WRITTEN EXERCISE ::
Reproduce the rows from the line containing "According to the metadata, the water" through the end of the rows, requests included. Scale every bounding-box pixel coordinate in the answers by 0.85 and round to whole numbers, with halves rounding up, leaving the requests and their sample boxes unchanged. Omit the pictures.

EXERCISE MATERIAL ::
□ □ □ □
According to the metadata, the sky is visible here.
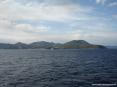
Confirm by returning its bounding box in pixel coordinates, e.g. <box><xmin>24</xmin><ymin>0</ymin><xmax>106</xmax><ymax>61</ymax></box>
<box><xmin>0</xmin><ymin>0</ymin><xmax>117</xmax><ymax>46</ymax></box>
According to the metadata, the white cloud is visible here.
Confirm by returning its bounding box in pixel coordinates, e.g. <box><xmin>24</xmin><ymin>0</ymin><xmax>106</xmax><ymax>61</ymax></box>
<box><xmin>96</xmin><ymin>0</ymin><xmax>107</xmax><ymax>5</ymax></box>
<box><xmin>108</xmin><ymin>2</ymin><xmax>117</xmax><ymax>7</ymax></box>
<box><xmin>0</xmin><ymin>0</ymin><xmax>92</xmax><ymax>21</ymax></box>
<box><xmin>15</xmin><ymin>24</ymin><xmax>49</xmax><ymax>33</ymax></box>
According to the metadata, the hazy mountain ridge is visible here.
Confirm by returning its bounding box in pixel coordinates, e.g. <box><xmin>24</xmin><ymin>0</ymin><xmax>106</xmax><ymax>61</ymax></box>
<box><xmin>0</xmin><ymin>40</ymin><xmax>106</xmax><ymax>49</ymax></box>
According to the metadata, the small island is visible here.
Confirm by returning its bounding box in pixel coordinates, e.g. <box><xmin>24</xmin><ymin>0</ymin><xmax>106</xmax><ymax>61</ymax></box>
<box><xmin>0</xmin><ymin>40</ymin><xmax>106</xmax><ymax>49</ymax></box>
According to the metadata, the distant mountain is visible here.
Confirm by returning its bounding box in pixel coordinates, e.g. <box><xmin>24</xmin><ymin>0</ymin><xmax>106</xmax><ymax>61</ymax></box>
<box><xmin>14</xmin><ymin>42</ymin><xmax>29</xmax><ymax>49</ymax></box>
<box><xmin>30</xmin><ymin>41</ymin><xmax>55</xmax><ymax>49</ymax></box>
<box><xmin>0</xmin><ymin>40</ymin><xmax>106</xmax><ymax>49</ymax></box>
<box><xmin>59</xmin><ymin>40</ymin><xmax>105</xmax><ymax>49</ymax></box>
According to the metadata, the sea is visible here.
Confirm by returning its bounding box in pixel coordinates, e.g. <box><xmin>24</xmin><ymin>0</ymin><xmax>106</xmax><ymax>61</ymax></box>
<box><xmin>0</xmin><ymin>49</ymin><xmax>117</xmax><ymax>87</ymax></box>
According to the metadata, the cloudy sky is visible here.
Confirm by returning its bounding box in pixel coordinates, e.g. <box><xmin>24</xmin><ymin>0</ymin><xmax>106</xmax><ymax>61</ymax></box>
<box><xmin>0</xmin><ymin>0</ymin><xmax>117</xmax><ymax>45</ymax></box>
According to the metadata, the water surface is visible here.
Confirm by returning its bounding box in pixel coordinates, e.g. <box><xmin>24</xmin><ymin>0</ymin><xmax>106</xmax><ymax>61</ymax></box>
<box><xmin>0</xmin><ymin>49</ymin><xmax>117</xmax><ymax>87</ymax></box>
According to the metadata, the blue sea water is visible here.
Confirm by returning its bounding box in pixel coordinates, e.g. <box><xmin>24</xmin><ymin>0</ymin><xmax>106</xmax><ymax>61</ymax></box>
<box><xmin>0</xmin><ymin>49</ymin><xmax>117</xmax><ymax>87</ymax></box>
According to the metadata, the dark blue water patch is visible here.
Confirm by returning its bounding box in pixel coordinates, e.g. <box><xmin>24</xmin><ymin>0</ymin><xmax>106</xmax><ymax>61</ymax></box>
<box><xmin>0</xmin><ymin>49</ymin><xmax>117</xmax><ymax>87</ymax></box>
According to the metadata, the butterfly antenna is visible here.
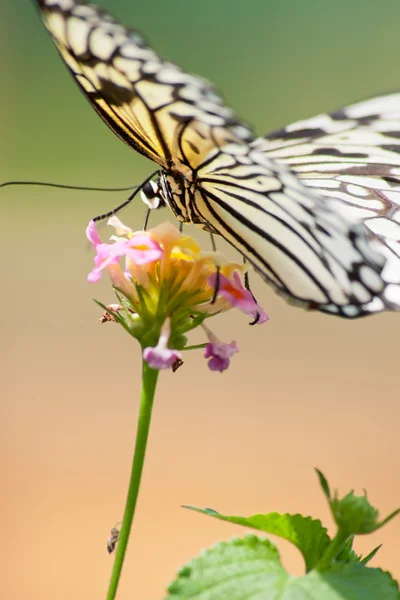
□ □ □ □
COMPLETED EXERCISE ::
According to the metadata, the water surface is visible here.
Confirm by returning its bounding box in pixel coordinates, e.g. <box><xmin>24</xmin><ymin>0</ymin><xmax>106</xmax><ymax>61</ymax></box>
<box><xmin>0</xmin><ymin>42</ymin><xmax>99</xmax><ymax>74</ymax></box>
According to the metadata, the blue sea water is visible here.
Confirm by returning its bounding box in pixel coordinates, e.g. <box><xmin>24</xmin><ymin>0</ymin><xmax>106</xmax><ymax>61</ymax></box>
<box><xmin>0</xmin><ymin>42</ymin><xmax>99</xmax><ymax>74</ymax></box>
According to the metadata, the dark blue water patch is visible here.
Confirm by returning its bounding box in pixel coordinates, e.g. <box><xmin>24</xmin><ymin>0</ymin><xmax>106</xmax><ymax>61</ymax></box>
<box><xmin>0</xmin><ymin>42</ymin><xmax>99</xmax><ymax>74</ymax></box>
According to the metadata, the butterfly antenna is visible here.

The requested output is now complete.